— What to produce —
Using the passage below, answer:
(a) How many burritos have been found so far?
(b) What do both the vibrator and the mace look like?
(c) What snack is eaten while playing guitar?

— Given passage —
He just took a bite of each taco bell burrito and hid them throughout my apartment. this was 2 weeks ago and have found 30 burritos so far
Nothing better than going to Mass on Easter Sunday with "I love penis" henna tattooed across your back. Love your Indian culture.
I can't. Currently naked covered in Nair trying desperately to catch his cat that rubbed up on my leg.
I hate that cat.
My vibrator looks like a lipstick tube. So does my mace. I just realized the potential problems of keeping them both in the same bag.
Come eat Chinese buffet and watch us trip on acid. It'll be fun.
My new dentist just kinda stared at me when I told him that I used to have partial dentures after breaking 2 teeth while beating the shit out of someone, until I puked them into the toilet and flushed them after getting high and making myself undercooked mac and cheese.
wasn't that the evening we made out with the girls from the dental school, drank 3000 beers, almost had to beat up a guy at the strip club and James nailed some hot piece of tail and took her OSU windbreaker, which my dad went on to wear multiple times after finding it in the garage.
Yes. To all of that. Yes.
i've hit rock bottom. Eating pringles and playing taylor swift on guitar in my underwear at 11am on a wedensday morning. Sober.

— Listed records —
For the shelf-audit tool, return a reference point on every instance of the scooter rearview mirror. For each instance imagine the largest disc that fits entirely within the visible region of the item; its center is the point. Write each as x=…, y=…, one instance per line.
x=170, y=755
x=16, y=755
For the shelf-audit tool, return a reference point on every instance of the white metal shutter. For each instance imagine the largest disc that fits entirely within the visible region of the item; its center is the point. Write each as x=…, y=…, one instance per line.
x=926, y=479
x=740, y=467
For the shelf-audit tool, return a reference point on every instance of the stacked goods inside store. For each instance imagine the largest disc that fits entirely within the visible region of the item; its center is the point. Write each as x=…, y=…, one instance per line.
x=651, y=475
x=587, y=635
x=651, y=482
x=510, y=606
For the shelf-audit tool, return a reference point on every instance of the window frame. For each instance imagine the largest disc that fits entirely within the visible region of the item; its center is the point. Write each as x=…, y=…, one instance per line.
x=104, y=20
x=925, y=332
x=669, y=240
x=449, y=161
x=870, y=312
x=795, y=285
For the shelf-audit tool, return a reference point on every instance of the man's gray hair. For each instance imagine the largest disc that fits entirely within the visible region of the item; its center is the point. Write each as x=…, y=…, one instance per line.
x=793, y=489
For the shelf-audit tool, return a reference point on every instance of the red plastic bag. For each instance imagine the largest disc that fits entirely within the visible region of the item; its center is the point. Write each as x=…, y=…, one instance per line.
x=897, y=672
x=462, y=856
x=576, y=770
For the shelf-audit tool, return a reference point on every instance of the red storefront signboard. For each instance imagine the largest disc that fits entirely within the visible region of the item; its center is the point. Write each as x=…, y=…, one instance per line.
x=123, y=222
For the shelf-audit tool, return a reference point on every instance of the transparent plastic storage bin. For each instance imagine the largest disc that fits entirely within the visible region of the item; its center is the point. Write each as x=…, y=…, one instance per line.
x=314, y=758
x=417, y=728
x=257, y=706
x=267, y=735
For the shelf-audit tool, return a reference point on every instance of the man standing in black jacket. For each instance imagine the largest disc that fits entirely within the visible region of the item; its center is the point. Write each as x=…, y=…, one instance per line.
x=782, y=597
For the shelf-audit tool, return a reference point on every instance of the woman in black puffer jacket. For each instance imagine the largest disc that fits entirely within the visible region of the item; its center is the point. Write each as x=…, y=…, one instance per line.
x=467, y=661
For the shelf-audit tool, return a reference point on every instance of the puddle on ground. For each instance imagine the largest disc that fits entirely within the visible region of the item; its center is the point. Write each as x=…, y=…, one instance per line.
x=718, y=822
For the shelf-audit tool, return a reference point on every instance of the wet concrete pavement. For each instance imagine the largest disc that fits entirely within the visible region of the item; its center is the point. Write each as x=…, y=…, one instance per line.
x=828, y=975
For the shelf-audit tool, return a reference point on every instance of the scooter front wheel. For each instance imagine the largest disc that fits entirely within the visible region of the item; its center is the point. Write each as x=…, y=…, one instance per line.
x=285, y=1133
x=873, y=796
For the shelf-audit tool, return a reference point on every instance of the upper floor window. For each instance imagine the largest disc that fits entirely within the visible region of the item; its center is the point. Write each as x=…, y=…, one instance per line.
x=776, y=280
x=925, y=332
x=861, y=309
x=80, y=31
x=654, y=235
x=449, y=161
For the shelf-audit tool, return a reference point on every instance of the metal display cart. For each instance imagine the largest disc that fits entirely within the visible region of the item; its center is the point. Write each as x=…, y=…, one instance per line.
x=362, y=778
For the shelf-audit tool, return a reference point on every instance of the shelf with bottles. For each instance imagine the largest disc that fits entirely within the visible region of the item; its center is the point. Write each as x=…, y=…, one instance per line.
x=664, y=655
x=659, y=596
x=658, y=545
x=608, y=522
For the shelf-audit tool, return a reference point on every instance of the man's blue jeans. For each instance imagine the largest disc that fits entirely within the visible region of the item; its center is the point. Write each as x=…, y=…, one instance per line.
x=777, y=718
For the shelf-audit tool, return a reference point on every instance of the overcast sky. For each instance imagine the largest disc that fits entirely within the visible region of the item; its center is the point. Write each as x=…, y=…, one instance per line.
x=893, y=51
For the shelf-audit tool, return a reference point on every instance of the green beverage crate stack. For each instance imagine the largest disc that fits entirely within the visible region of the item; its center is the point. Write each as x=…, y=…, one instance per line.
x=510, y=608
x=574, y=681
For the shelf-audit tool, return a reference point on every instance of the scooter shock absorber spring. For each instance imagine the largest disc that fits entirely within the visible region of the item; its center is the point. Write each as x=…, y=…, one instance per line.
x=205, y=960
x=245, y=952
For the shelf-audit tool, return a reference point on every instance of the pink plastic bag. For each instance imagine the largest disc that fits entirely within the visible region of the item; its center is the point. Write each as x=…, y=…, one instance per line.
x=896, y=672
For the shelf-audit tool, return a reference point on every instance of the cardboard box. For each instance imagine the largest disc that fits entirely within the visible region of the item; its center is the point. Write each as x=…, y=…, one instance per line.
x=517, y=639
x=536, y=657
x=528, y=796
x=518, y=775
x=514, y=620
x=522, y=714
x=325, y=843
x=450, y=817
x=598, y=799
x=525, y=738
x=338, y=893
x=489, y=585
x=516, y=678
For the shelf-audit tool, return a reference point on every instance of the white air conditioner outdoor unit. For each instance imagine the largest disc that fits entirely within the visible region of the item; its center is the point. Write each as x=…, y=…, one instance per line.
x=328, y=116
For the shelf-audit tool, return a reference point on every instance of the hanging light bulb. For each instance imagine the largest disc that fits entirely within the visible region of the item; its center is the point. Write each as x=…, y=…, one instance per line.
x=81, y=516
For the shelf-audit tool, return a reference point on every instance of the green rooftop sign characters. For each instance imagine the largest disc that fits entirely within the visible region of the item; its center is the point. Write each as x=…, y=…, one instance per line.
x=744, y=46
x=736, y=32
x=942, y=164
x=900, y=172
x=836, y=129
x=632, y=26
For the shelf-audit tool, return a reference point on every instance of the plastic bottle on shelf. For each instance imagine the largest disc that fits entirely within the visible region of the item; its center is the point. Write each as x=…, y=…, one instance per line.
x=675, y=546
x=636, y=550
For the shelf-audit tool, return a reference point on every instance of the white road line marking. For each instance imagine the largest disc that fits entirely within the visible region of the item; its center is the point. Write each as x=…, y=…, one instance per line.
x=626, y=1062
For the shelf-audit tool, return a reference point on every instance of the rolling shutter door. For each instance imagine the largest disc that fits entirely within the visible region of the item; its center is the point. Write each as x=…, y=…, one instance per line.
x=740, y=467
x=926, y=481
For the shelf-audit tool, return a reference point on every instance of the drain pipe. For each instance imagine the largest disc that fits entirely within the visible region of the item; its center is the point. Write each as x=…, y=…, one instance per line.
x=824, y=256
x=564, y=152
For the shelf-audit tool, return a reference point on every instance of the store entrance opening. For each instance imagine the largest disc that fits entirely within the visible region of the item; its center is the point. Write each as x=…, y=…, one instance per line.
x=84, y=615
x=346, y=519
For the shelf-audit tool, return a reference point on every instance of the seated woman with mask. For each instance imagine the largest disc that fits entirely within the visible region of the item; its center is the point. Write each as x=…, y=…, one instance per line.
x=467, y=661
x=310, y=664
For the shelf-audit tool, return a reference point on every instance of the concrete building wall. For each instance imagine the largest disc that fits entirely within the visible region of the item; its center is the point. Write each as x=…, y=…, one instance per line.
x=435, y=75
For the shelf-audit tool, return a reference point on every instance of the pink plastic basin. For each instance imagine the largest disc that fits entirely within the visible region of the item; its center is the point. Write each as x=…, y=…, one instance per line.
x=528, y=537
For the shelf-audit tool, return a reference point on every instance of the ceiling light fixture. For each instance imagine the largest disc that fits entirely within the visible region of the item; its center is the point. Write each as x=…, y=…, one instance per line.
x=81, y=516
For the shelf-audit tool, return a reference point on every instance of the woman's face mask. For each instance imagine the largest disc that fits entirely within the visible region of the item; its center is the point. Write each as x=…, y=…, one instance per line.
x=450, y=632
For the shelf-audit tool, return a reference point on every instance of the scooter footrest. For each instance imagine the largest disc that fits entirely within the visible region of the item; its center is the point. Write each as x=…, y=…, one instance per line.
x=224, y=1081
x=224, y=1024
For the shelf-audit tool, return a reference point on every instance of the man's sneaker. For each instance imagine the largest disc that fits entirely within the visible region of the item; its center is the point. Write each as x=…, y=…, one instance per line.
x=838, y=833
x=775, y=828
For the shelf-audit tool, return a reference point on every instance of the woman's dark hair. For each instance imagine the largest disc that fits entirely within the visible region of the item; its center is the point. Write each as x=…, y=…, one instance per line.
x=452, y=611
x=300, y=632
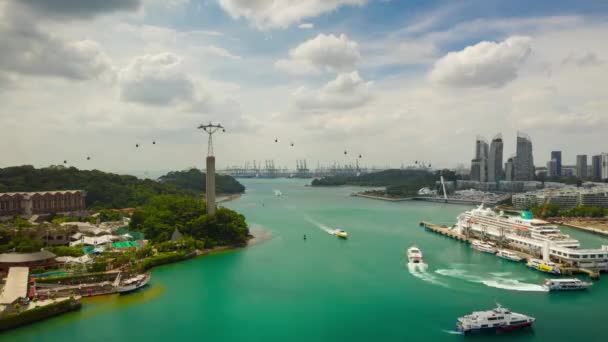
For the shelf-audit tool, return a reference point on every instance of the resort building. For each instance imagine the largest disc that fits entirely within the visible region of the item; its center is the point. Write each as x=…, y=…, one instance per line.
x=41, y=203
x=37, y=259
x=566, y=198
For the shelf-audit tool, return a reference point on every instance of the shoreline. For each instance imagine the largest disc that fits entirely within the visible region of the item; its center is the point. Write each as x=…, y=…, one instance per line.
x=228, y=198
x=591, y=230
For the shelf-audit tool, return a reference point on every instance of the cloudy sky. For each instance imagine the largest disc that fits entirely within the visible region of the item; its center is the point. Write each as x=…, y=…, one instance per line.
x=395, y=81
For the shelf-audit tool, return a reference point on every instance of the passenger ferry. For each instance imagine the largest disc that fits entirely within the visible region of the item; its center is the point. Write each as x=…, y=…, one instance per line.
x=497, y=319
x=483, y=246
x=341, y=234
x=133, y=284
x=506, y=254
x=543, y=266
x=414, y=255
x=572, y=284
x=533, y=236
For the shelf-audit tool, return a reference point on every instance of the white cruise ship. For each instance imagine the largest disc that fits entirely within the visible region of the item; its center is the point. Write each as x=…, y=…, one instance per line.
x=497, y=319
x=562, y=284
x=534, y=236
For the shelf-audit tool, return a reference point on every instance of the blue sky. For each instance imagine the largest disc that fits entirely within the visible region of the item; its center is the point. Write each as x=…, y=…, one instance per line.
x=396, y=81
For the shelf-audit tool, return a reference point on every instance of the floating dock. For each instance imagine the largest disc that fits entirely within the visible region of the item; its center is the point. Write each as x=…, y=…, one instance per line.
x=564, y=269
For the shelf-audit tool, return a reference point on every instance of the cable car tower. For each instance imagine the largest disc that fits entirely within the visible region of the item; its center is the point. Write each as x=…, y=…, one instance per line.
x=210, y=129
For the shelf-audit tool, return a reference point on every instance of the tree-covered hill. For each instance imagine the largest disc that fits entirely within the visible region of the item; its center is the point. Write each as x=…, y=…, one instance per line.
x=163, y=214
x=194, y=179
x=104, y=190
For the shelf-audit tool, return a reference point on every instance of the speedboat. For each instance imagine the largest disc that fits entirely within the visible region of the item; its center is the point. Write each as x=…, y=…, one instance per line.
x=497, y=319
x=483, y=247
x=341, y=234
x=506, y=254
x=414, y=255
x=543, y=266
x=572, y=284
x=133, y=284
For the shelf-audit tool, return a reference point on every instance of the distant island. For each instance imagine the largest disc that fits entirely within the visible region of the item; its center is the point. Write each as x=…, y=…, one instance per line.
x=109, y=190
x=397, y=182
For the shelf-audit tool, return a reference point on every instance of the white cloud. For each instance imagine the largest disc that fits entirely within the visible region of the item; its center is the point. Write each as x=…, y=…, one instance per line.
x=347, y=91
x=26, y=49
x=221, y=52
x=322, y=53
x=79, y=9
x=265, y=14
x=483, y=64
x=155, y=80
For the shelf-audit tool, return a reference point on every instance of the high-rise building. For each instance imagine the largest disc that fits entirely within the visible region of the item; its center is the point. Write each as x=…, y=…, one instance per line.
x=581, y=166
x=604, y=166
x=524, y=161
x=481, y=148
x=483, y=170
x=552, y=168
x=557, y=156
x=510, y=169
x=495, y=173
x=479, y=168
x=475, y=170
x=596, y=167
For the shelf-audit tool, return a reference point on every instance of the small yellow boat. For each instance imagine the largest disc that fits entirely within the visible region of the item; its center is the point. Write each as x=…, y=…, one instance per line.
x=341, y=234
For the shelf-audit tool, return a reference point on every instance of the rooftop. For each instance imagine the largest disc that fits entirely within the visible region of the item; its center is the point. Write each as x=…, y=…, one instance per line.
x=16, y=285
x=26, y=257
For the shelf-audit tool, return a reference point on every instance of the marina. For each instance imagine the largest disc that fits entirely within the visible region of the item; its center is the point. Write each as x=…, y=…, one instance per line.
x=563, y=269
x=287, y=288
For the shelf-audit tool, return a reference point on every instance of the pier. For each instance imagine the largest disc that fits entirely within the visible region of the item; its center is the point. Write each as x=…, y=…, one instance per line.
x=564, y=269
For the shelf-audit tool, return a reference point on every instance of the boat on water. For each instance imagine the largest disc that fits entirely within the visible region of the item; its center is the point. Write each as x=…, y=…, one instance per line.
x=571, y=284
x=483, y=247
x=497, y=319
x=530, y=235
x=341, y=234
x=506, y=254
x=543, y=266
x=134, y=283
x=414, y=255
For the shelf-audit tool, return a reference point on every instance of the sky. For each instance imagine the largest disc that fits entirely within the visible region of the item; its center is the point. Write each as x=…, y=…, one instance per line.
x=395, y=81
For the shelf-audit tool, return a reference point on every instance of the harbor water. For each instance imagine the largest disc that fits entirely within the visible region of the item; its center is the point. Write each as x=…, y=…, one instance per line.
x=327, y=289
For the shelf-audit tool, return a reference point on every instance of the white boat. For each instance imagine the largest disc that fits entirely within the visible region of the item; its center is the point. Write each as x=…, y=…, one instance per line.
x=414, y=255
x=543, y=266
x=340, y=233
x=483, y=247
x=506, y=254
x=497, y=319
x=571, y=284
x=530, y=235
x=133, y=284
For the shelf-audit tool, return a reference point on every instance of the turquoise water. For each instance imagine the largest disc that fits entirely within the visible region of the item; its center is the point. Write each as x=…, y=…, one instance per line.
x=326, y=289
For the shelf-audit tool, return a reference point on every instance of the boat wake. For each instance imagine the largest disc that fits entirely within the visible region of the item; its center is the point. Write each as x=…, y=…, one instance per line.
x=453, y=332
x=323, y=227
x=419, y=270
x=497, y=280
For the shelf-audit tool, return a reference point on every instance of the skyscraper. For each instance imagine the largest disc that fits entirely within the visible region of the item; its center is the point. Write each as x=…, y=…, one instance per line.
x=509, y=169
x=524, y=161
x=604, y=157
x=581, y=166
x=552, y=168
x=475, y=170
x=557, y=156
x=596, y=167
x=495, y=160
x=479, y=165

— Exercise response —
(a) 30
(b) A lipstick tube
(c) Pringles